AIM
Pick out each line in the items below that contains the word "windshield", and copy those lines.

BEGIN DATA LINES

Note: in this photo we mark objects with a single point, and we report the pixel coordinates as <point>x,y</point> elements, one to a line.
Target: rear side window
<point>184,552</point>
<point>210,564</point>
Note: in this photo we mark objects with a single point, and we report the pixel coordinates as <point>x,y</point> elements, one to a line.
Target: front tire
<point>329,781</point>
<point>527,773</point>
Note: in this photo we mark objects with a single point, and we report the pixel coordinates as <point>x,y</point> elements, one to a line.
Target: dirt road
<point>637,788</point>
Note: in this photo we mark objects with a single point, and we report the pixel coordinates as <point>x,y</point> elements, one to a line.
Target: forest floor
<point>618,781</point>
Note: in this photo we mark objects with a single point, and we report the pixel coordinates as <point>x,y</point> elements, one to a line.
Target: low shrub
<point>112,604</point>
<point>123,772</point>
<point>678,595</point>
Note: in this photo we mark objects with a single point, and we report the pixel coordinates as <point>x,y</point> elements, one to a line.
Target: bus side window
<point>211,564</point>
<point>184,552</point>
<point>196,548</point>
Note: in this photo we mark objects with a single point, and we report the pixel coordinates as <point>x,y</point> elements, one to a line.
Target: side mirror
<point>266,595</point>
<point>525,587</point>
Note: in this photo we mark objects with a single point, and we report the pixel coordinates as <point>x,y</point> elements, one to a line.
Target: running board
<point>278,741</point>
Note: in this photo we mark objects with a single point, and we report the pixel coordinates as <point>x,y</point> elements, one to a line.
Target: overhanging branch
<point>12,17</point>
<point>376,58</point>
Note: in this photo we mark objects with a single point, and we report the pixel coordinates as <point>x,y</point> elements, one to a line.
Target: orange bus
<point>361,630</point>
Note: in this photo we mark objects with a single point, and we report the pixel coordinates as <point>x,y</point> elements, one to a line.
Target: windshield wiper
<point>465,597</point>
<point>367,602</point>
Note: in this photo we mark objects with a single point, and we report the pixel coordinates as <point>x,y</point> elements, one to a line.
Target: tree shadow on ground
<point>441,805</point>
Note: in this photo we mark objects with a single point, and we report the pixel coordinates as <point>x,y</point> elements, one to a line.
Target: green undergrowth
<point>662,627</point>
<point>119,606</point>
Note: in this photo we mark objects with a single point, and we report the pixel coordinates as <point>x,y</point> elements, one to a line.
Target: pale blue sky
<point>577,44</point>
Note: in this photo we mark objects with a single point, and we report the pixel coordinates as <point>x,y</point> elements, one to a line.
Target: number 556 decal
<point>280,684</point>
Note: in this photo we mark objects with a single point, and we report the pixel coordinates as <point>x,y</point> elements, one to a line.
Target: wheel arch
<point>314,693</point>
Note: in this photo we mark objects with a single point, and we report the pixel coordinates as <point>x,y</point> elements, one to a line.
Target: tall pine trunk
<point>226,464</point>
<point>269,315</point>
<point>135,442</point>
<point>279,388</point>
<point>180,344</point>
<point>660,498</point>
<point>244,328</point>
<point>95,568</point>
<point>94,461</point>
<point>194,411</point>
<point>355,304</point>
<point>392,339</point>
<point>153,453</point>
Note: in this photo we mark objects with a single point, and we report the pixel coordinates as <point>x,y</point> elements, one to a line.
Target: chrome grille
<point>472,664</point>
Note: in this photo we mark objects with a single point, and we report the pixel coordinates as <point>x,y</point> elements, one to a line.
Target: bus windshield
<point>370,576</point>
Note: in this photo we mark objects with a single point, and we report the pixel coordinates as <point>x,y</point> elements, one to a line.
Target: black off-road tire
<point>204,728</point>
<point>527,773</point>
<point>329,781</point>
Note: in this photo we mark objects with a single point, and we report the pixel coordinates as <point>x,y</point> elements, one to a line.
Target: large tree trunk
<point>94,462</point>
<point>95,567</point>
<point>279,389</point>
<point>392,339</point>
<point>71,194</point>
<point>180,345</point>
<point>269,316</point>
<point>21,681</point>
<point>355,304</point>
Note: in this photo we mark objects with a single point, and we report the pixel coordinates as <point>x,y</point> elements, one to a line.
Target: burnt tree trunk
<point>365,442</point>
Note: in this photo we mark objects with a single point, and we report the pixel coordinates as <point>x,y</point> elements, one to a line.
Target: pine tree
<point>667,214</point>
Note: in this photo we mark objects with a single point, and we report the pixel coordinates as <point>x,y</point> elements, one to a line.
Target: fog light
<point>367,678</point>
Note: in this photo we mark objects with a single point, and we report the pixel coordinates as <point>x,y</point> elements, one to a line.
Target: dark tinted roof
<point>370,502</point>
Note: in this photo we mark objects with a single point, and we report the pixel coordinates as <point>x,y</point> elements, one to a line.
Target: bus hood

END DATA LINES

THE RESULT
Target: windshield wiper
Target: bus windshield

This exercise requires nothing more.